Go through the records below and write each one out again unchanged.

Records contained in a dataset
=== Begin Enclosure ===

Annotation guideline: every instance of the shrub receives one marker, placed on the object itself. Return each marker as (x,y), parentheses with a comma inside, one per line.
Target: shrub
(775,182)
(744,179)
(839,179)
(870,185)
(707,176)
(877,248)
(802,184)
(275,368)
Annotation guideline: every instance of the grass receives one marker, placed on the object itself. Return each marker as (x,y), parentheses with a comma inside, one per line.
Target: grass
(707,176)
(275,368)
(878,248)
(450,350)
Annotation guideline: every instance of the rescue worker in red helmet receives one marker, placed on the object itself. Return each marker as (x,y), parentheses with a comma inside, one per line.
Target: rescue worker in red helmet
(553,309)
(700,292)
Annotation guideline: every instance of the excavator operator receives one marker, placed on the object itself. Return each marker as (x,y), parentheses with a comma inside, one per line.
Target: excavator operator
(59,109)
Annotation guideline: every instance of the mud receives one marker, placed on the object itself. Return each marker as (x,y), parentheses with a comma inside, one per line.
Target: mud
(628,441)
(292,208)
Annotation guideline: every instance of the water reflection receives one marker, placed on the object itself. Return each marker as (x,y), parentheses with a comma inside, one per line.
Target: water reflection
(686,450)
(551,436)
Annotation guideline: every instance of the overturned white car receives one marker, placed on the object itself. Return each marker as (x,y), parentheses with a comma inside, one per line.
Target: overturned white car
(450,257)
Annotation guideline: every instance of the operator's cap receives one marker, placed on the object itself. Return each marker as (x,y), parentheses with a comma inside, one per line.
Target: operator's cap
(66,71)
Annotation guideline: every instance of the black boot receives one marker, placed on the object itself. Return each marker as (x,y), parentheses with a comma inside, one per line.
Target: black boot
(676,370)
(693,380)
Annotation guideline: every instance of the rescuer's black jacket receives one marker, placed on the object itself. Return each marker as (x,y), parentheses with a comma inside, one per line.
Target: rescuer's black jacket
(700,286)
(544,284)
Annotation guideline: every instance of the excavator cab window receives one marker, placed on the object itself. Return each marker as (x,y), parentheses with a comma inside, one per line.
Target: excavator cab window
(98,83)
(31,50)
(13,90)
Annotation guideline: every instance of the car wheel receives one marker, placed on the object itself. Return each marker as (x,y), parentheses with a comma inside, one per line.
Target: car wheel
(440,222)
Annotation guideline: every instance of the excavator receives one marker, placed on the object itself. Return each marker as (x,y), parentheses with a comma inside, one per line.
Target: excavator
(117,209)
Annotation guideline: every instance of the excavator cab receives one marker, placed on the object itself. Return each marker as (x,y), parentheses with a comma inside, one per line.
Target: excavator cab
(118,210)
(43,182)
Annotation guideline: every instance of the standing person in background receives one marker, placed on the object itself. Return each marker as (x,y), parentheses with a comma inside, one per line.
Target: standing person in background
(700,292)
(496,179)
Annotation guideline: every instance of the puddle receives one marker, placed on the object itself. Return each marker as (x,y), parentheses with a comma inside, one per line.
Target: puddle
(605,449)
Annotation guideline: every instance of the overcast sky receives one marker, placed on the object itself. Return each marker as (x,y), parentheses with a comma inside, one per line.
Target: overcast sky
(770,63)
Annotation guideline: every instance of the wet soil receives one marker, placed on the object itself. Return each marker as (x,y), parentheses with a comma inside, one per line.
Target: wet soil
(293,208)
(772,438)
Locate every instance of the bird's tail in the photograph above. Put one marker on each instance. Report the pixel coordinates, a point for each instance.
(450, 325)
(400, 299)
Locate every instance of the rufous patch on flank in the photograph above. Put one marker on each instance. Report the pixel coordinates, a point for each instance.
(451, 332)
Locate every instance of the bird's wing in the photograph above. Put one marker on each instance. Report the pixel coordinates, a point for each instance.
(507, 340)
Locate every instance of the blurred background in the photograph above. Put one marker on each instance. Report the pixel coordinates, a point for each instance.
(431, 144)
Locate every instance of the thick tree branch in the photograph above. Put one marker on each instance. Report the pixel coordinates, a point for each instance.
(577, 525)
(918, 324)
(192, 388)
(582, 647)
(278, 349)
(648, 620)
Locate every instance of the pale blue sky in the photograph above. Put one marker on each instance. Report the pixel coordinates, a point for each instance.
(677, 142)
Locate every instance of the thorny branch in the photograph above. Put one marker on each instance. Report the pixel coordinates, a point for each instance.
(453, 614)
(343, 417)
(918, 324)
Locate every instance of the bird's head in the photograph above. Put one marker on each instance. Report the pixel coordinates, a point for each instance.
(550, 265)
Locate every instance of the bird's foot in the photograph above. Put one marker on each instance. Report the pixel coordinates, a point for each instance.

=== End Enclosure ===

# [PROBLEM SOLUTION]
Annotation guideline: every instance of the shrub receives one marker, placed on the object itself. Return each marker as (x,y), parentheses with a comma inside, one per line.
Target: shrub
(775,182)
(744,179)
(839,179)
(870,185)
(707,176)
(877,248)
(802,184)
(275,368)
Annotation guideline: every instance of the grass receives one marker, placed on the object itself. Return each marker as (x,y), parentheses with a comma inside, one per line.
Target: grass
(707,176)
(275,368)
(878,248)
(450,350)
Annotation guideline: every instance of the rescue worker in red helmet receives one marker, placed on the object itself. Return each marker as (x,y), parentheses with a comma inside, one per line.
Target: rescue worker in red helmet
(553,309)
(700,292)
Annotation guideline: every instance of the excavator operator receives one marker, placed on the object itself. Return each marker as (x,y), parentheses with a comma inside, one per line.
Target: excavator operator
(59,109)
Annotation guideline: every instance of the mud receives one marker, placed on the object itself. Return each marker as (x,y), parentheses with a comma inside, one per line.
Target: mud
(628,441)
(292,208)
Annotation guideline: every instance of the water reflection receives one marker, placed on the object itself. Return each marker as (x,y), parentheses with a comma inside, one per line.
Target: water reflection
(686,450)
(551,436)
Annotation guideline: every instance of the overturned white car receives one marker, placed on the object itself. Return each marker as (x,y), parentheses with a comma inside, one per line.
Target: overturned white car
(450,257)
Annotation guideline: every instance of the operator's cap receives one marker, placed on the object itself. Return each marker as (x,y), parentheses with a comma inside, one per line.
Target: operator's cap
(66,71)
Annotation guideline: every instance of the black boot receives one marker, placed on the object itself. Return each marker as (x,y), parentheses with a comma inside, one per line.
Target: black boot
(676,370)
(693,380)
Annotation guideline: every instance of the rescuer's black jacket receives one marker, placed on the object itself. Return each marker as (x,y), parentheses with a comma inside, one per line.
Target: rescuer's black jacket
(700,286)
(544,284)
Annotation guideline: every instance of the excavator cab window receives one marker, placed on the object itself. Return each marker as (x,y), parentheses with a comma inside, one per line.
Target: excavator cab window
(98,83)
(31,50)
(13,90)
Annotation guideline: every instance of the car wheel receives one marker, placed on the object itself. Return each marker as (x,y), parentheses with a comma inside, one per line.
Target: car wheel
(440,222)
Annotation guideline: every instance of the excavator receives one marker, placed on the object itself. Return each marker as (x,y), parentheses with a comma inside, one per line.
Target: excavator
(117,209)
Annotation guideline: every instance of the excavator cab receives one marker, placed on the object itself. Return each marker as (x,y), parentheses with a comma inside, one per line.
Target: excavator cab
(118,210)
(43,182)
Annotation guideline: every instance of the standing person in background receives one marker, placed on the object itself. Return each marker as (x,y), parentheses with a comma inside, one per line.
Target: standing person in background
(700,292)
(496,179)
Annotation guideline: every instance of the puddle receives one marker, placed on the object itself. Return each marker as (x,y), parentheses with a comma inside, one per line.
Target: puddle
(605,449)
Annotation guideline: every instance of the overcast sky receives one marker, placed on the object itself. Return each marker as (x,y), parentheses with a comma inside, one per line.
Target: overcast sky
(770,63)
Annotation guideline: every instance of the wet soil receives one marker, placed on the object itself. Return each marker as (x,y), parentheses with a comma inside, one per line.
Target: wet soil
(293,208)
(772,438)
Locate every instance of the bird's tail in the photograph above. Put one marker on each instance. Report the pixel coordinates, a point for each instance.
(450, 325)
(400, 299)
Locate every instance of the rufous patch on flank in the photograph above. Put one marker on each instance. Report the pixel coordinates, a point for each instance.
(451, 332)
Locate every instance of the bird's wing in the photograph above. Put one marker on each instance. Report the pixel coordinates, a point for each instance.
(507, 340)
Locate every instance of the blurred background in the photograph above. Put one marker on each instance. Report the pixel coordinates, a point for each instance.
(431, 144)
Locate every instance of the thick tree branch in the photograph above. Put one marker on each instance. Report the pixel coordinates, a point for each instance.
(577, 525)
(918, 324)
(192, 388)
(582, 647)
(278, 349)
(648, 620)
Locate every instance of the pale blue sky in the photograph above. Put one marker on each instance. Report the pixel coordinates, a point for each instance.
(677, 142)
Locate every instance of the thorny branch in the photograph above. Put one marker on each instance. Report the pixel coordinates, a point for each instance.
(453, 614)
(343, 417)
(918, 324)
Locate every instance of the bird's head in the photograph above. Put one marker on each instance. Report the pixel coordinates, a point for each instance.
(550, 265)
Locate every instance of the bird's foot in the photograph above. Put one marker on each instance. Report the pixel coordinates, a point for each instance.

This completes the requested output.